### ACTIONS TO TAKE
1/ Condense the paragraph of the post beginning "@pointythings I've been focussing" into a short bulleted list that keeps its main facts.
2/ Retype the post word for word, from "You're right about" to "in the marriage.".

### PAGE EXCERPT
---*---
These are such helpful posts. Huge thanks to you both for this. I feel so well supported. I have spent this evening remembering the difficult things, and I feel like I have made the right decision.
@pointythings I've been focussing so much on whether to leave/when to leave, that I forgot that I can take the good things and carry them forward a bit. Maybe in time, and when I have more cash. He made these things possible with his cash - but that also meant a sort of power over me. At least that will stop now, and I can relax a bit. Yes, yes he showed me how much I enjoy travel and adventure and new experiences. This is true, in time, maybe I can do those things with friends or family, or even by myself.
You're right about not needing to disavow everything. I tend to be an all-or-nothing person, and that's probably why I am feeling like this currently.
I'm so sorry about your marriage. It's encouraging to read about women who've picked themselves up again. You sound very sorted. Yes, it's probably healthier to consider that there were good times, and to acknowledge that.
@ImEatingVeryHealthilyOhYes That is an excellent point... being in a couple is good, only if it is better than being single. That explains how I came out of my marriage...being single became more appealing than staying in the marriage.
---*---
### SUPPLIED DATA
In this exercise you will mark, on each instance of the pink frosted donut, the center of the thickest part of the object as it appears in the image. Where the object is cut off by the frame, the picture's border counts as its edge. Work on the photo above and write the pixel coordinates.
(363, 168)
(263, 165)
---*---
### SOLUTIONS BY TASK
1/
- The writer had focused on whether and when to leave and forgot that the good things could be carried forward, perhaps in time and with more cash.
- He made those things possible with his money, which also gave him a kind of power over the writer. That will now stop, and the writer can relax a bit.
- He showed the writer how much they enjoy travel, adventure and new experiences.
- In time, the writer may do those things with friends, with family or alone.

2/
You're right about not needing to disavow everything. I tend to be an all-or-nothing person, and that's probably why I am feeling like this currently.
I'm so sorry about your marriage. It's encouraging to read about women who've picked themselves up again. You sound very sorted. Yes, it's probably healthier to consider that there were good times, and to acknowledge that.
@ImEatingVeryHealthilyOhYes That is an excellent point... being in a couple is good, only if it is better than being single. That explains how I came out of my marriage...being single became more appealing than staying in the marriage.